Saved entries:
»»
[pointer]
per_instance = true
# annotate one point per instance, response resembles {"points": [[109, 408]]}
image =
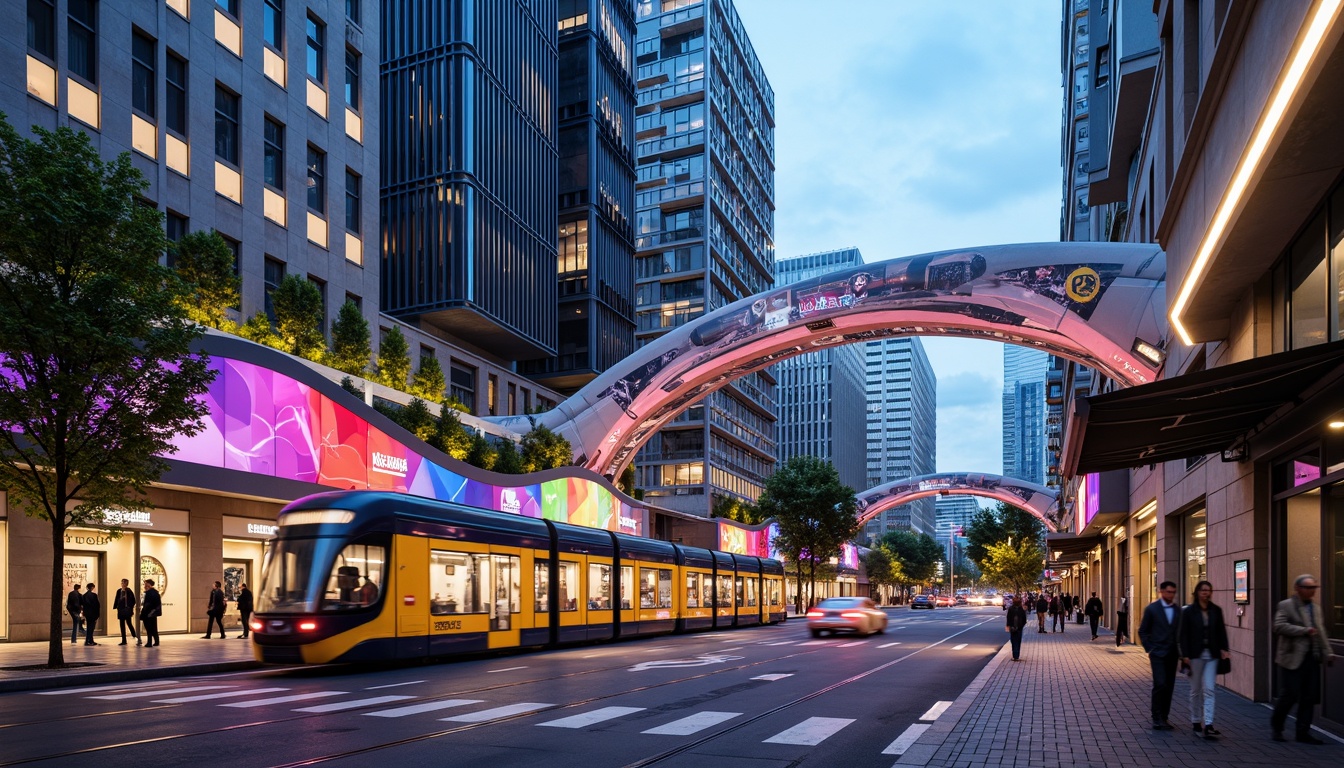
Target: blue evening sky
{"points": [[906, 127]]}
««
ABOUT THIS EXERCISE
Word for word, give again the lines from the line with "per_instance = true" through the end of the records above, with both ends included and the pictures left out.

ANSWER
per_instance = true
# annotate one point per instance, response resembles {"points": [[109, 408]]}
image =
Target: blue evening sky
{"points": [[906, 127]]}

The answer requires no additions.